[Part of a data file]
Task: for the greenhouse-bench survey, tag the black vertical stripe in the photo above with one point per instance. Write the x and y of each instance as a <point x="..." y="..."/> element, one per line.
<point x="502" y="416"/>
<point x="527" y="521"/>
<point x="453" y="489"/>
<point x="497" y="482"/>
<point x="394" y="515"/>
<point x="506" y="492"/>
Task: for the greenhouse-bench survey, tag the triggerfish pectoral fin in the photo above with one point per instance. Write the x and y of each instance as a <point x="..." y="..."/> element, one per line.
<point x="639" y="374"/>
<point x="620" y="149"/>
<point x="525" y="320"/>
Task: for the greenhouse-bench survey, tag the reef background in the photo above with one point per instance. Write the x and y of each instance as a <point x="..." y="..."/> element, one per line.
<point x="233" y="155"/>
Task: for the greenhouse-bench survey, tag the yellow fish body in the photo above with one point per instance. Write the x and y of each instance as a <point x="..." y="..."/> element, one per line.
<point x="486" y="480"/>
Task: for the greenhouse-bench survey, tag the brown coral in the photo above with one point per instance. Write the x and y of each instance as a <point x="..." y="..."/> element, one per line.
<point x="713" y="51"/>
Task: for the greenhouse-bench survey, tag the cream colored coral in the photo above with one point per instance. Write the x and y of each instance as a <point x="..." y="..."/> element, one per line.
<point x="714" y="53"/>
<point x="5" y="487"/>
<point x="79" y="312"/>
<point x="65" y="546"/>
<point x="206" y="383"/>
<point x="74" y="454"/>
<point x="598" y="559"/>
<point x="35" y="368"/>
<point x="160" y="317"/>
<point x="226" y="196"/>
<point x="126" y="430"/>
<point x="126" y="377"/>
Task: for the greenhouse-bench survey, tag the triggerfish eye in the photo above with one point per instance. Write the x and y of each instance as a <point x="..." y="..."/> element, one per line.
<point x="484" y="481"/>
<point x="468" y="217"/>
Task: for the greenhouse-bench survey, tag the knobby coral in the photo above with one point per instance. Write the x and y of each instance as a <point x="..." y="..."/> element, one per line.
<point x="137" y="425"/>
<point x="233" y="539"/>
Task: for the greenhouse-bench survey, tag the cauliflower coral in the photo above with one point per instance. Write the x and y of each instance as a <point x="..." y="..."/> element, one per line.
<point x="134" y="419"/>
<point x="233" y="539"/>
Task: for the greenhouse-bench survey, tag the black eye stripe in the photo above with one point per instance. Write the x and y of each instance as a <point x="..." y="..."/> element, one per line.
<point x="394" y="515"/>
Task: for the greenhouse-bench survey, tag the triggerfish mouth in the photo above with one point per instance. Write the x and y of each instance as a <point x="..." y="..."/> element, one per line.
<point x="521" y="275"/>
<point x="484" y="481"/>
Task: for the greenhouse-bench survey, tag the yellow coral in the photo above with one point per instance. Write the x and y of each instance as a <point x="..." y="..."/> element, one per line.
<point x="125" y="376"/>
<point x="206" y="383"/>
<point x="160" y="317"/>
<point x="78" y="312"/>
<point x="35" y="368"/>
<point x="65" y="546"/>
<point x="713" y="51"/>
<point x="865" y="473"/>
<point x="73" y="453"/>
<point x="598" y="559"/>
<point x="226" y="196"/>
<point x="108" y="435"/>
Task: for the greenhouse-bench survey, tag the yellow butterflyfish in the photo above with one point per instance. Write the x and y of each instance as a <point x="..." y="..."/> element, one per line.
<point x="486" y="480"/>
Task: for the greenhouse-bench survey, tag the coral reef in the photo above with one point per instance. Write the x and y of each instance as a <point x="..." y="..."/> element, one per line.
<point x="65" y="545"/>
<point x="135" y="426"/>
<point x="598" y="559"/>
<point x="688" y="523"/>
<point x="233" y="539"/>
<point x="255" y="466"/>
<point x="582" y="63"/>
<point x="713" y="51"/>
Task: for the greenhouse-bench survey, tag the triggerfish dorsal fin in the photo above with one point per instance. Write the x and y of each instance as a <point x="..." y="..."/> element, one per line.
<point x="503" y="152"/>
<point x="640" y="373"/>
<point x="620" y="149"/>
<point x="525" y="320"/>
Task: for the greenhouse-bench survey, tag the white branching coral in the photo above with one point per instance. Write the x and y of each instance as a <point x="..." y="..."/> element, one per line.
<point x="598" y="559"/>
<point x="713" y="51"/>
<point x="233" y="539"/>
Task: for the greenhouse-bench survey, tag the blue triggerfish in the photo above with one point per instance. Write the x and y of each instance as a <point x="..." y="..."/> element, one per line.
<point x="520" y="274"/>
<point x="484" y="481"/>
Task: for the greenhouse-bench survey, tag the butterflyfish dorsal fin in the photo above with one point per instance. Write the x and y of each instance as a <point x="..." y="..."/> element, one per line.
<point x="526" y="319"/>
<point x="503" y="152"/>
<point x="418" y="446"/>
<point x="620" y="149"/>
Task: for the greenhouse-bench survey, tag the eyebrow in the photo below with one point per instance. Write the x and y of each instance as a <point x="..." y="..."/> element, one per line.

> Task:
Reproduce each entry from the records above, character for character.

> Problem solution:
Task: for the greenhouse-bench survey, tag the black vertical stripe in the photo above with one point per instance. Write the x and y of each instance as a <point x="..." y="..."/> element, one per line.
<point x="502" y="416"/>
<point x="527" y="521"/>
<point x="453" y="489"/>
<point x="497" y="482"/>
<point x="394" y="515"/>
<point x="506" y="492"/>
Task: for the greenhouse-bench survey, tag the triggerfish pectoral fin in the photo above with one point per instance. Write the x and y of each instance as a <point x="..." y="..."/> element, one per line.
<point x="639" y="374"/>
<point x="620" y="149"/>
<point x="525" y="320"/>
Task: for the greenhouse-bench survey, tag the reef background in the photo above with one point per instance. Write the x and y of each instance as a <point x="..." y="..."/> element, one per line.
<point x="233" y="155"/>
Task: for the greenhouse-bench survey, tag the yellow fish body in the photo above with one point per instance. Write the x and y of each instance as a <point x="..." y="..."/> element, one per line.
<point x="486" y="480"/>
Task: for the greenhouse-bench survey, tag the brown coral in the photo above with one point per instance. Write the x and y of each instance as a <point x="..." y="..."/> element, one per line.
<point x="713" y="51"/>
Task: for the greenhouse-bench survey, tag the cream colored coral in the photo above with one point per instance. Write the x and y of each instance as a <point x="..." y="..."/> element, one per line.
<point x="714" y="53"/>
<point x="5" y="487"/>
<point x="79" y="312"/>
<point x="65" y="546"/>
<point x="206" y="383"/>
<point x="74" y="454"/>
<point x="598" y="559"/>
<point x="35" y="368"/>
<point x="160" y="317"/>
<point x="226" y="196"/>
<point x="126" y="430"/>
<point x="126" y="377"/>
Task: for the greenhouse-bench survey, tag the triggerfish eye in the photo above with one point per instance. Write the x and y of each instance as a <point x="..." y="..."/> element, one per line.
<point x="484" y="481"/>
<point x="468" y="217"/>
Task: for the greenhouse-bench survey, tag the knobby coral in the photo above with one point per instance. Write the x and y of each instance as a <point x="..." y="..."/> element, one per line.
<point x="137" y="425"/>
<point x="233" y="539"/>
Task: for the greenhouse-bench survey, tag the cauliflower coral in the photo above with one point per instance. Write the x and y of each instance as a <point x="..." y="..."/> element, one per line.
<point x="134" y="419"/>
<point x="233" y="539"/>
Task: for the greenhouse-bench survey, tag the black eye stripe in the photo above with one point per instance. Write the x and y of each instance as a <point x="..." y="..."/> element, one per line.
<point x="394" y="515"/>
Task: for the greenhouse-bench survey, tag the triggerfish mouth in the photo above with one point per instance. Write the x and y of each instance as a <point x="..." y="..."/> element, one per line.
<point x="521" y="275"/>
<point x="484" y="481"/>
Task: for the greenhouse-bench survey, tag the yellow coral in the photo above with one point per instance. Write the x and y of each instance as a <point x="..." y="..."/> element, one per line.
<point x="125" y="376"/>
<point x="206" y="383"/>
<point x="160" y="317"/>
<point x="78" y="312"/>
<point x="35" y="368"/>
<point x="65" y="546"/>
<point x="713" y="51"/>
<point x="865" y="473"/>
<point x="73" y="453"/>
<point x="598" y="559"/>
<point x="226" y="196"/>
<point x="108" y="435"/>
Task: for the greenhouse-bench survey, tag the yellow butterflyfish in the photo above with one point per instance. Write the x and y of each instance as a <point x="..." y="..."/> element, one per line.
<point x="486" y="480"/>
Task: for the greenhouse-bench survey, tag the coral reef in the photo above with one point per instance. Write the x and y of each instance as a <point x="..." y="..."/> element, one per line.
<point x="65" y="545"/>
<point x="135" y="426"/>
<point x="598" y="559"/>
<point x="688" y="523"/>
<point x="233" y="539"/>
<point x="255" y="466"/>
<point x="582" y="63"/>
<point x="713" y="51"/>
Task: for the greenhouse-bench survey, tag the triggerfish dorsal fin in the photo above with one point per instance. Write the x and y of each instance as a <point x="..." y="..."/> element, one per line.
<point x="503" y="152"/>
<point x="640" y="373"/>
<point x="620" y="149"/>
<point x="525" y="320"/>
Task: for the greenhouse-bench survey, tag the white branching coral in the photo above with one point per instance. Write the x and y of each instance as a <point x="..." y="..."/> element, one per line.
<point x="598" y="559"/>
<point x="713" y="51"/>
<point x="233" y="539"/>
Task: for the greenhouse-bench survey, tag the blue triggerfish in the photo above with one point per instance. Write the x and y of each instance as a <point x="..." y="..."/> element, one per line.
<point x="520" y="274"/>
<point x="484" y="481"/>
Task: for the greenhouse-bench survey, tag the butterflyfish dorsal fin in the photo above with one point per instance. Write the x and y of each instance as a <point x="..." y="..."/> element, one per line.
<point x="526" y="319"/>
<point x="503" y="152"/>
<point x="418" y="446"/>
<point x="620" y="149"/>
Task: for the greenhouse-bench survey, tag the eyebrow in the photo below with one point per instance. Write the x and y of each instance as a <point x="..." y="..."/> element, one per line.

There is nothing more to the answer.